Instructions for the task
Quote exactly, and only, the lines from the one containing "(format x=107, y=242)" through the end of the material below. Skip pictures.

=-=-=-=-=

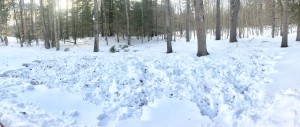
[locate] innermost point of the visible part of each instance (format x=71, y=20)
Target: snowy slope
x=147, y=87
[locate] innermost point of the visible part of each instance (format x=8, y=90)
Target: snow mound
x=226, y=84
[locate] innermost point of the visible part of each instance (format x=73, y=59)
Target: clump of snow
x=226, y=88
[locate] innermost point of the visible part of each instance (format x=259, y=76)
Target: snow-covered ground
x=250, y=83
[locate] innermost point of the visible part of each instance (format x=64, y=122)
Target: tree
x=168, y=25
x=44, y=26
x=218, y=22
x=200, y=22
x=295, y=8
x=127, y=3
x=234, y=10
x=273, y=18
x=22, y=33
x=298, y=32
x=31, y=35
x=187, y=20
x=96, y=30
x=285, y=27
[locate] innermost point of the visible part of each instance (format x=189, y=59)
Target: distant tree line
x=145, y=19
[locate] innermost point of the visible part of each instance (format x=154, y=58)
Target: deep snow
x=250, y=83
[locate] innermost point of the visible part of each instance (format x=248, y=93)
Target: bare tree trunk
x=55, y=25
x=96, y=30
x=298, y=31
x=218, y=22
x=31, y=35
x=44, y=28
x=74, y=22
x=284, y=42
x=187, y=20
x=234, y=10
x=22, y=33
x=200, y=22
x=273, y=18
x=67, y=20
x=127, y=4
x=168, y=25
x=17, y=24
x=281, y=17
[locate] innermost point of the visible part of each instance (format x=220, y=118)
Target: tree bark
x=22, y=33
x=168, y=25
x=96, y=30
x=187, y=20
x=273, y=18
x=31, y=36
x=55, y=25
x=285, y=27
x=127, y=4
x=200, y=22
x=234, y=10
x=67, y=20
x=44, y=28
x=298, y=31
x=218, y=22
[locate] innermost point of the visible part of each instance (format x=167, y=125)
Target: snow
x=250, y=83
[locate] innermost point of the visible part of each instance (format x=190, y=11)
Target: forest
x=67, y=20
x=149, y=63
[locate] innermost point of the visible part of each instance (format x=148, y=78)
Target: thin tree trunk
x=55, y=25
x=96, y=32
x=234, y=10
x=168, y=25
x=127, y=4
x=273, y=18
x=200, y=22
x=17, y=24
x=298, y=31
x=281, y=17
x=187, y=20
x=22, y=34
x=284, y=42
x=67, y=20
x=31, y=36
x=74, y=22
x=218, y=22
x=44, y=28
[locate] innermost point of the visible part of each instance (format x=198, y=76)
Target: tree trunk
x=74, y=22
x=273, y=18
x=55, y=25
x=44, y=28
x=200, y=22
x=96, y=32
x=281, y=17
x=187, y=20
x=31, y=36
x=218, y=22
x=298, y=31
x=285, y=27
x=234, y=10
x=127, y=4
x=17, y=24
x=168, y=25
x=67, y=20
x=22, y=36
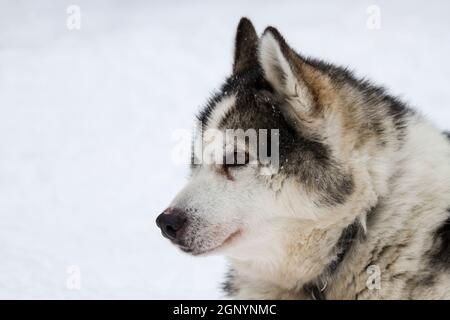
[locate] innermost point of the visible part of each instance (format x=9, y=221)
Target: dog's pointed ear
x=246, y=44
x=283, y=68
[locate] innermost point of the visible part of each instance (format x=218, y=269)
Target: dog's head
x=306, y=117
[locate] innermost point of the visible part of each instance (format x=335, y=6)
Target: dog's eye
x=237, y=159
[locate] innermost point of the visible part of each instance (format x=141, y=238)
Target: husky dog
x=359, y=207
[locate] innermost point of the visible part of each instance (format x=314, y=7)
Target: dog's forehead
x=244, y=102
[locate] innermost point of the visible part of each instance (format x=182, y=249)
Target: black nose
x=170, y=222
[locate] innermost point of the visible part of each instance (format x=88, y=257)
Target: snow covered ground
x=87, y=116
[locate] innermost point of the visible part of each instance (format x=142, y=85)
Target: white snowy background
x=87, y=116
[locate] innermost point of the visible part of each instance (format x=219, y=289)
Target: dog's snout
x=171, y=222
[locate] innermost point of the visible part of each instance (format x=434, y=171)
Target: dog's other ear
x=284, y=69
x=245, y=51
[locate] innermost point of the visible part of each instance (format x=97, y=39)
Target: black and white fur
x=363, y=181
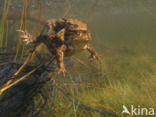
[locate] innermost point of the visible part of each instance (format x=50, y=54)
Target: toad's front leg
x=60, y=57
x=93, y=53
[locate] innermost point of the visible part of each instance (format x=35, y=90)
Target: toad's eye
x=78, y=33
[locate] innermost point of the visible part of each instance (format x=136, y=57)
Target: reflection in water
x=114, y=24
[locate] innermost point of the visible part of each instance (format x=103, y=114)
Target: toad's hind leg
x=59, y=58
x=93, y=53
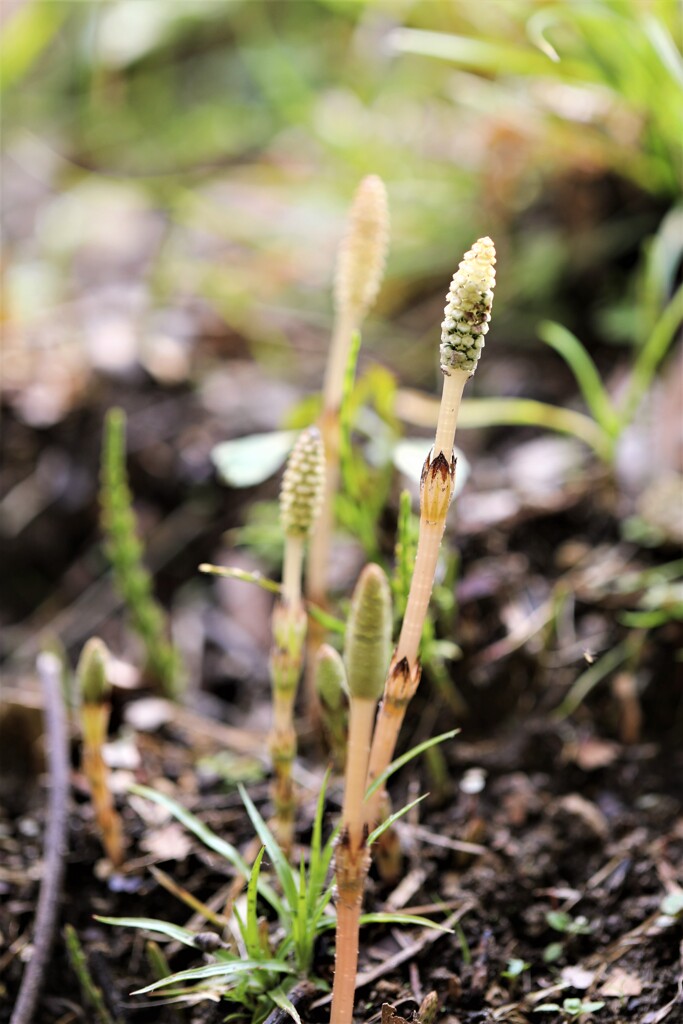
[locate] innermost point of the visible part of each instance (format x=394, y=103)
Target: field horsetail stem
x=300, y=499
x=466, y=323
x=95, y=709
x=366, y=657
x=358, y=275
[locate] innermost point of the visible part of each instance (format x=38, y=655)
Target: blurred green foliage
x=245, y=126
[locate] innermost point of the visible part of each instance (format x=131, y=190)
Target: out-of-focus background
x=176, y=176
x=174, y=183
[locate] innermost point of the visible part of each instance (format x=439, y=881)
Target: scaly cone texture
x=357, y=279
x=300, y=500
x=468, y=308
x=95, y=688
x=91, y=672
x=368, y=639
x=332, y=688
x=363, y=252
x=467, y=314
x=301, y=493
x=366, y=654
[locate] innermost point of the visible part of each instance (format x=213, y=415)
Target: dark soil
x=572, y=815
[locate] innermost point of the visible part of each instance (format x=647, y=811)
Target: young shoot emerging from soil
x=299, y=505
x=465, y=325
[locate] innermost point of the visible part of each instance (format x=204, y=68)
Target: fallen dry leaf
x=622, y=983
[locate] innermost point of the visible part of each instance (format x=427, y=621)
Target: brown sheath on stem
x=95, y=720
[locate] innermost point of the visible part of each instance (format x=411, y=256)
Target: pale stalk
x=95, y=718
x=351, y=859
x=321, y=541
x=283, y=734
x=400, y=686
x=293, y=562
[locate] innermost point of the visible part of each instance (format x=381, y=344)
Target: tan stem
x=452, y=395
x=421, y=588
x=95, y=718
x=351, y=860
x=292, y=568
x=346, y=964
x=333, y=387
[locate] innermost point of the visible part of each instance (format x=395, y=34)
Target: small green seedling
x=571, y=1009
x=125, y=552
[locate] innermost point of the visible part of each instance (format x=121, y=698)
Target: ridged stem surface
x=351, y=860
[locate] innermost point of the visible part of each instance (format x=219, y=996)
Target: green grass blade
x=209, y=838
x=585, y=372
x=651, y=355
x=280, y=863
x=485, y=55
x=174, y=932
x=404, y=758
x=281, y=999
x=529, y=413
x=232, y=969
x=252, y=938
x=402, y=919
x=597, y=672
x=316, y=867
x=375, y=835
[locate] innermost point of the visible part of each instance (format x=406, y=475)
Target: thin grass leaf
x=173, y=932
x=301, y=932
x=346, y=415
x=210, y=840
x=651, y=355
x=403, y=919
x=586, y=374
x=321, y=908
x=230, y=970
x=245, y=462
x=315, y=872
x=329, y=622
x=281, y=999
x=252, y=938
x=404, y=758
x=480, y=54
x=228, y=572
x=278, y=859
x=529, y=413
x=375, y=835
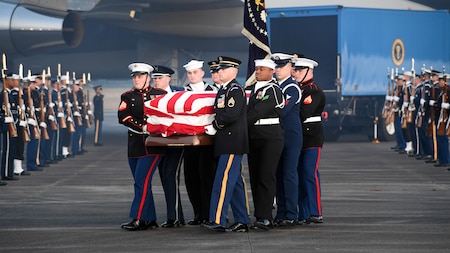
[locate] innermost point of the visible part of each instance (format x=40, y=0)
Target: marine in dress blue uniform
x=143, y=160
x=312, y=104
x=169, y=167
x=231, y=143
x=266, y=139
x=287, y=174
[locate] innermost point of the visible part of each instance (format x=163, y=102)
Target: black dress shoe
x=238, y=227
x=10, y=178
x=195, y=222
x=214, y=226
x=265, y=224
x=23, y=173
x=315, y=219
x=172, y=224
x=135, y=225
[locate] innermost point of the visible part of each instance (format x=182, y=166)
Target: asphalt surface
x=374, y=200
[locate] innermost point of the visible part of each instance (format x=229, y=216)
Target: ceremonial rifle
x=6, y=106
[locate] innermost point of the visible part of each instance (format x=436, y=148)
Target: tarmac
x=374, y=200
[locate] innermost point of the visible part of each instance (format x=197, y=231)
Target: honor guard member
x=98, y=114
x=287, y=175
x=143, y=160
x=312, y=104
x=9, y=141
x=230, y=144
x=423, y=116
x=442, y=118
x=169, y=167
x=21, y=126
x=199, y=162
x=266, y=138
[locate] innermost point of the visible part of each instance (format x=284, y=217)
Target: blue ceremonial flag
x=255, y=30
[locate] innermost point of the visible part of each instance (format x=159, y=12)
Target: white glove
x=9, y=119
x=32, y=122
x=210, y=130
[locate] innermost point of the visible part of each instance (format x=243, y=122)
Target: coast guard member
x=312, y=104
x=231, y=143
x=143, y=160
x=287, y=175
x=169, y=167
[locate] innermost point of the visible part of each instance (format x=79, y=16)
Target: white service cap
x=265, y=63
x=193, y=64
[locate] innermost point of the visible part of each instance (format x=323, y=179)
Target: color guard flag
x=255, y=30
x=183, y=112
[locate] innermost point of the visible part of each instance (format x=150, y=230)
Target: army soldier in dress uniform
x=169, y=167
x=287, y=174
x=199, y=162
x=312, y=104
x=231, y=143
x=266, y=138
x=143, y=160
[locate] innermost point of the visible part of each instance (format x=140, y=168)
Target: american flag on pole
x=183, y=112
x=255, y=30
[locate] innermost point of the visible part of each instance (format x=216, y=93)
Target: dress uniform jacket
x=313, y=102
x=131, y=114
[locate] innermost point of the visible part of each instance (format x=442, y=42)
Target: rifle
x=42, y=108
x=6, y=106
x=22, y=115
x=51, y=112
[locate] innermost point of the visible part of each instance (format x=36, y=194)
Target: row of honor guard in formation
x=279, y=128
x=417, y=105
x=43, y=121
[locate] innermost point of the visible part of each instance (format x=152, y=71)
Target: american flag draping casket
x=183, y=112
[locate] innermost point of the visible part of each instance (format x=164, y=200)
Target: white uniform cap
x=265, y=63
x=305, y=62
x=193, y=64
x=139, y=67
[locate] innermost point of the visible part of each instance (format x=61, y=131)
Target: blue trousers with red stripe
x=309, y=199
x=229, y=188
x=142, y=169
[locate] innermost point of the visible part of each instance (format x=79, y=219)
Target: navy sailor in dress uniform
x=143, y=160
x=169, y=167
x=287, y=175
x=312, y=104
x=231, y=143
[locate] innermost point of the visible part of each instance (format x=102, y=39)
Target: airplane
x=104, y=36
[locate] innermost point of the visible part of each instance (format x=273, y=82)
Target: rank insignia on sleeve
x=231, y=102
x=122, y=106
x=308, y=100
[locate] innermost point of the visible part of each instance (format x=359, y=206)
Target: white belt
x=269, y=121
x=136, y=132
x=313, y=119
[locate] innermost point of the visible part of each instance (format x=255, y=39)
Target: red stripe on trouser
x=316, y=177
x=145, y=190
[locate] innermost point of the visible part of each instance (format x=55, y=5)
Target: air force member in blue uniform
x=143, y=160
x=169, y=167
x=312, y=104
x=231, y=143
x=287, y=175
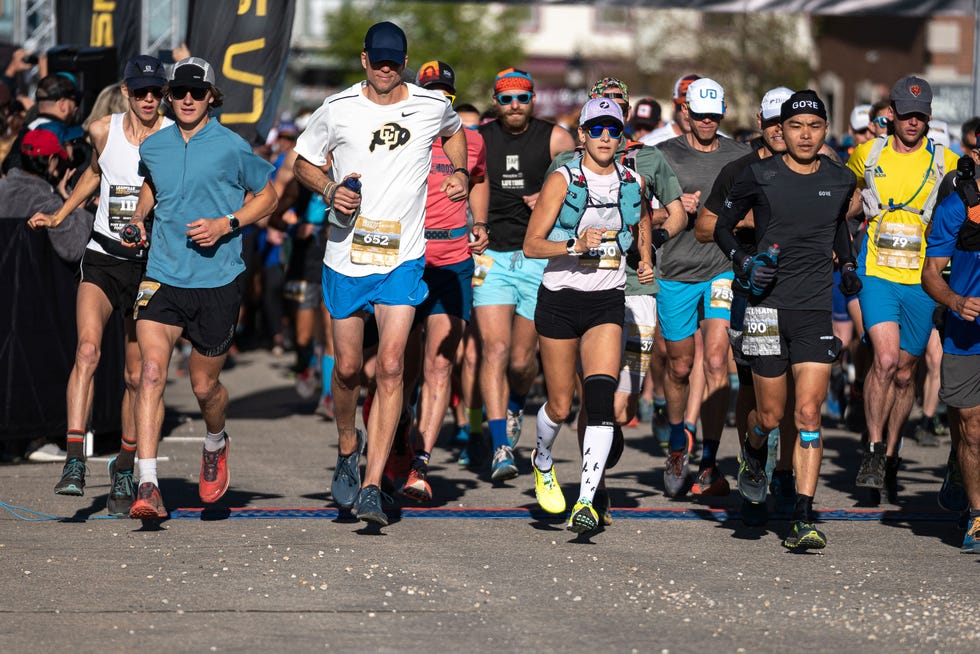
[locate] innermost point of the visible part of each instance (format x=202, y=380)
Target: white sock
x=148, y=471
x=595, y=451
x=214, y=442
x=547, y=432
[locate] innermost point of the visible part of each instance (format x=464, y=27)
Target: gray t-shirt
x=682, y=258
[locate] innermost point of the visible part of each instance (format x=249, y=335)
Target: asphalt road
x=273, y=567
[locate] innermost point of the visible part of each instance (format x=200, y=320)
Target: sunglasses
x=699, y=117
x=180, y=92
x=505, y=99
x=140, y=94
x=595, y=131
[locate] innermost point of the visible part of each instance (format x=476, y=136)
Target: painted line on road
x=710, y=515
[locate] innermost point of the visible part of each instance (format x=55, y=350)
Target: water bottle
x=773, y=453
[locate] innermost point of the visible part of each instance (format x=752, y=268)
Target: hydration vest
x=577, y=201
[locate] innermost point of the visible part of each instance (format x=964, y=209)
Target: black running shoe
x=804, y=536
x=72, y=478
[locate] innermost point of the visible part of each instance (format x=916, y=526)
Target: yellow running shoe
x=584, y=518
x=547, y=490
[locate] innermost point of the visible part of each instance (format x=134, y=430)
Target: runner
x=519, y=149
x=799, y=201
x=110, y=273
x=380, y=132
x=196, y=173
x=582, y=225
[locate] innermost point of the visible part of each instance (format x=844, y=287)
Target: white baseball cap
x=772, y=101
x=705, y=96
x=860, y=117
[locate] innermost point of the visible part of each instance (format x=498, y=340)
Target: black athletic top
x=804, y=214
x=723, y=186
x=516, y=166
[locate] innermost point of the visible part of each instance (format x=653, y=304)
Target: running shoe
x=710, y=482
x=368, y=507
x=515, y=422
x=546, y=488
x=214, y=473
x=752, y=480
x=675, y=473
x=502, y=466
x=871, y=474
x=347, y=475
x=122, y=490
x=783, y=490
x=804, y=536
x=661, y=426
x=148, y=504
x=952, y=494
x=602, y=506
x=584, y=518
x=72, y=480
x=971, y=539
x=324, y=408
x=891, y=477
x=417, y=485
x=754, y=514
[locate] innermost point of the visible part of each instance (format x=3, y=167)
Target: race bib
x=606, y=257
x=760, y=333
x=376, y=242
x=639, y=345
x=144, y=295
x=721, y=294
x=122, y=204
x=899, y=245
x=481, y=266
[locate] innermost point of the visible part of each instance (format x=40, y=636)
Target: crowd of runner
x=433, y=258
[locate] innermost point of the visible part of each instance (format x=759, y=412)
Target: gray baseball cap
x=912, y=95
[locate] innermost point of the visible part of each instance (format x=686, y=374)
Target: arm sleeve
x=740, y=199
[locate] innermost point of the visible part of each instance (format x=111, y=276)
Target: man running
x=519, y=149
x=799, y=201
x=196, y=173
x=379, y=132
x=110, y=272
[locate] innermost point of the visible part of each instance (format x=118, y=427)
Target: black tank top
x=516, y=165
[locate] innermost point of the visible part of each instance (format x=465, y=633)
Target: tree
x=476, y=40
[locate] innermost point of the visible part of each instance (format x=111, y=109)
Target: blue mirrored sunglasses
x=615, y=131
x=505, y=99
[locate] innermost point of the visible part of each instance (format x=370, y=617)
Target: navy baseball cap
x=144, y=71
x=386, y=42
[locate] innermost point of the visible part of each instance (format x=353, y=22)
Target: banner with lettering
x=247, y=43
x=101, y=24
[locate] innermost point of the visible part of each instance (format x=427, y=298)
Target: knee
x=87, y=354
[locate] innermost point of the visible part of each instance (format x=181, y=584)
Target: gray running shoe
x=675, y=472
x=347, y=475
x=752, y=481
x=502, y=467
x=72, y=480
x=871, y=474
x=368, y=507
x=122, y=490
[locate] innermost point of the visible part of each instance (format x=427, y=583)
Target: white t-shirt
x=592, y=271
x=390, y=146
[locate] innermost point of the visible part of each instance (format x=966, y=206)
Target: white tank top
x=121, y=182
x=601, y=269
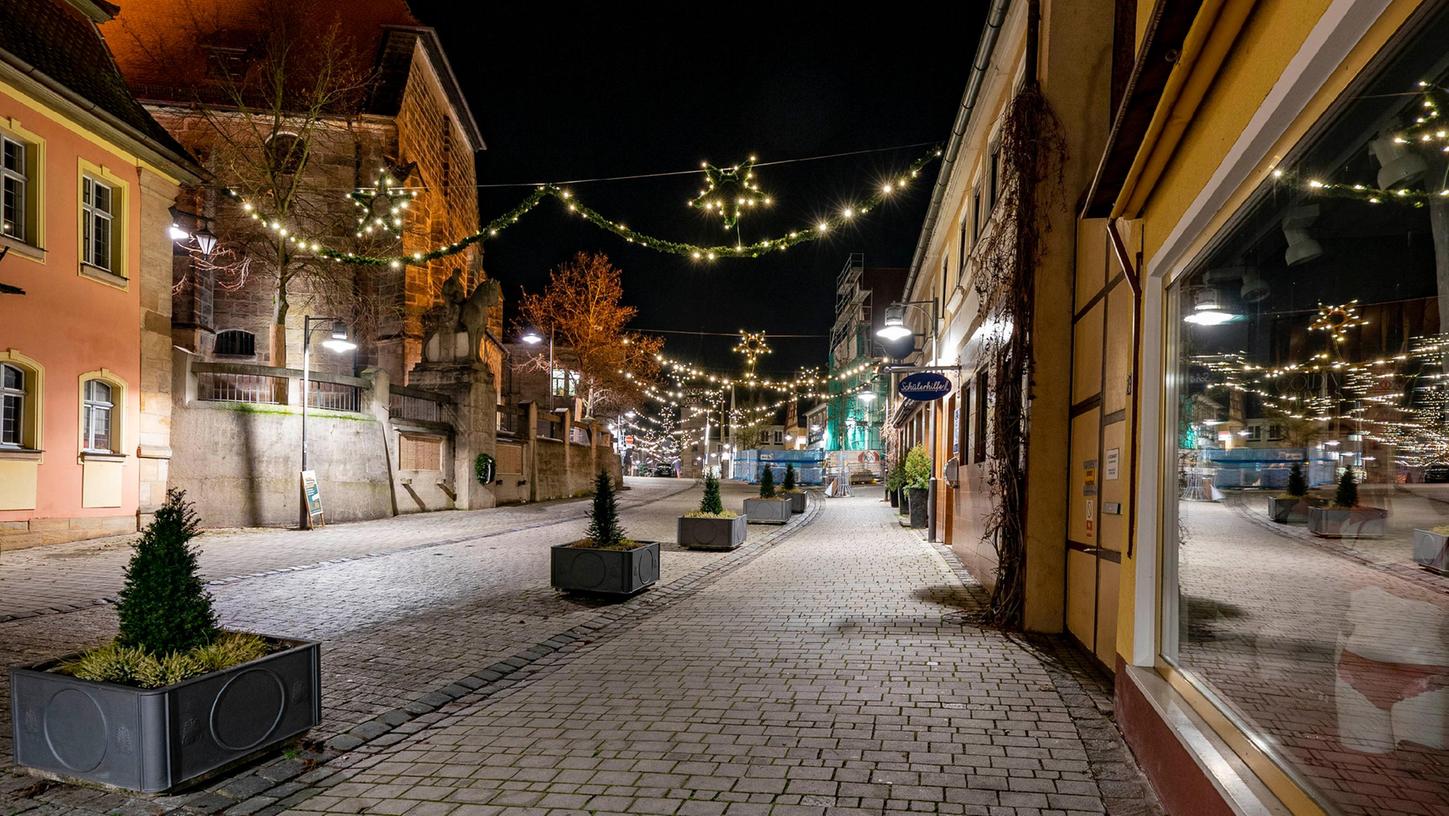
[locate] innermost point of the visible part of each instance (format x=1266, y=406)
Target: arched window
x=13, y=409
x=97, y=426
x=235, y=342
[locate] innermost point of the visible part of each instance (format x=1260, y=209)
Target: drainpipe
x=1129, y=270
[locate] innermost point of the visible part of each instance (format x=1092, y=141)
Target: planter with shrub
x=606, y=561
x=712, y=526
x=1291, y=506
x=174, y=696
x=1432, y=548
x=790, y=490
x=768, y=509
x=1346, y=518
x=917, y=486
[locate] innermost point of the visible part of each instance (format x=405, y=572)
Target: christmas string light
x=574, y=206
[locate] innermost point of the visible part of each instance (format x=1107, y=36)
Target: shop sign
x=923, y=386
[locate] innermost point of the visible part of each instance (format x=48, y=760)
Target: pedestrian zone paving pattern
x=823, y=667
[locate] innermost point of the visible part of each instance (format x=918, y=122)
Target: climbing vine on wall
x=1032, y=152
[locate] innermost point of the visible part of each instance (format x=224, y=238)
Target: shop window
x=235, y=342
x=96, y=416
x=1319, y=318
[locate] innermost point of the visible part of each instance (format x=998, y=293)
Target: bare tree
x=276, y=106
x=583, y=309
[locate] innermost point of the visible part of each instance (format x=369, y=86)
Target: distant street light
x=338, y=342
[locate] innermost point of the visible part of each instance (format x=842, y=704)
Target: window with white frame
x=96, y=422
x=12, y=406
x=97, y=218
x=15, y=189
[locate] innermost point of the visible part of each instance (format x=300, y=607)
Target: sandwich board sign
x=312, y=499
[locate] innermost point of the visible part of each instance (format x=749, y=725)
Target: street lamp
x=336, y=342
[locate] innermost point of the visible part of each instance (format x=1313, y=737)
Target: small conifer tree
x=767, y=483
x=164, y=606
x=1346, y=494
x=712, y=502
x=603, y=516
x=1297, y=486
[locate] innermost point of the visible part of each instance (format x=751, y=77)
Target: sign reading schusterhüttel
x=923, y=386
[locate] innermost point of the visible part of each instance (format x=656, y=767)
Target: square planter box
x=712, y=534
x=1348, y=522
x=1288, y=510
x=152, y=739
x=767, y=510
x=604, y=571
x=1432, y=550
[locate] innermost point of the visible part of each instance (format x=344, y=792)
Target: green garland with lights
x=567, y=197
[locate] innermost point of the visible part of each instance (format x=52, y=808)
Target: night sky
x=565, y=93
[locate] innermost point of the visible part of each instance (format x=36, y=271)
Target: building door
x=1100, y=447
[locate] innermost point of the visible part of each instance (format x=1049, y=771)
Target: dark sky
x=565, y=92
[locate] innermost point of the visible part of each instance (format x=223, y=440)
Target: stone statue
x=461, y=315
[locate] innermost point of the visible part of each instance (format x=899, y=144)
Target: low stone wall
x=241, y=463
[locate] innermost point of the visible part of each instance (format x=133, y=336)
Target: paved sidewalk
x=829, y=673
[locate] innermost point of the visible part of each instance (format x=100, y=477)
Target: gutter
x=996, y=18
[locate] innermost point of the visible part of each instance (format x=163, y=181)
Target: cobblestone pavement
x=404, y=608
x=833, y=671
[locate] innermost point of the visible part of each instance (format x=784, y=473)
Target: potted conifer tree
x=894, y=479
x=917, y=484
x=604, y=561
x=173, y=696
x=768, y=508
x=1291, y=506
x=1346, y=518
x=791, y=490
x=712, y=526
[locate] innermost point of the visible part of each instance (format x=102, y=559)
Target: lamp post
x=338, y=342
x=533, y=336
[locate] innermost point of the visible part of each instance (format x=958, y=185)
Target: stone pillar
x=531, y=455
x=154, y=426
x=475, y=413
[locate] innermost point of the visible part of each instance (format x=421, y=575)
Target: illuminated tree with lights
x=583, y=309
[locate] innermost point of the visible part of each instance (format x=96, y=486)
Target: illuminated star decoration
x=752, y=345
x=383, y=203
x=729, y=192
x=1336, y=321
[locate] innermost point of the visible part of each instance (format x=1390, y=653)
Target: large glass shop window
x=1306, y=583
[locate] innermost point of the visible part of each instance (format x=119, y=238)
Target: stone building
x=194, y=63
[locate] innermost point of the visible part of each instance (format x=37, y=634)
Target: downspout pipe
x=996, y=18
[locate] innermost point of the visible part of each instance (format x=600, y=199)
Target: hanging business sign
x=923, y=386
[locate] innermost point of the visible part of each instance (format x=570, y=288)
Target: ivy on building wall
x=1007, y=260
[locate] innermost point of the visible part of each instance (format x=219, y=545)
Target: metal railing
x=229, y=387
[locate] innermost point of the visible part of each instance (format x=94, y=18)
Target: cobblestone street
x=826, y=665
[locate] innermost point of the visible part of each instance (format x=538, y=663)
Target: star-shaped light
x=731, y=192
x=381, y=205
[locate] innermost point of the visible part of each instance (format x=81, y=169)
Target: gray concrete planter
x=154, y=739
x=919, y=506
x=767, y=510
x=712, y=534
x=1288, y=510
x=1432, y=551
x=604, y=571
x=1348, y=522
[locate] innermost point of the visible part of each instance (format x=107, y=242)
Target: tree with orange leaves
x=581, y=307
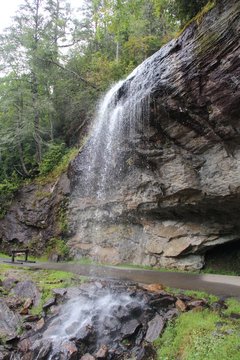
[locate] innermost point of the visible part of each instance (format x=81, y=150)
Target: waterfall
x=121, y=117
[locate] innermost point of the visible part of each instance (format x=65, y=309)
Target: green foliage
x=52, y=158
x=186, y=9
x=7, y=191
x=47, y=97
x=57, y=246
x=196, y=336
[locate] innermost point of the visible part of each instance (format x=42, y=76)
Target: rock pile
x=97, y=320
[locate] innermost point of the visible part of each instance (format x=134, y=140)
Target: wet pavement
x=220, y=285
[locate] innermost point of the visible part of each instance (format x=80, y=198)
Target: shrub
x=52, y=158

=-=-=-=-=

Reply to the task
[locate] innermost point of the visible part of each instance (format x=107, y=242)
Target: tree with orange leaves
x=581, y=307
[locate] innermost point of the visible part of each instance (format x=81, y=150)
Target: waterfall
x=121, y=117
[locate] innermost point of the visible part of each instance (format x=65, y=309)
Target: green foliage
x=52, y=158
x=186, y=9
x=7, y=191
x=47, y=97
x=57, y=246
x=196, y=336
[locate] innermost point of the visible part of each instance (format x=42, y=76)
Target: rock pile
x=97, y=320
[locate] innermost point of the visible part of each instance (format x=134, y=140)
Target: wet pavement
x=220, y=285
[locate] innermost point of the visible part of each instance (format x=80, y=198)
Target: shrub
x=52, y=158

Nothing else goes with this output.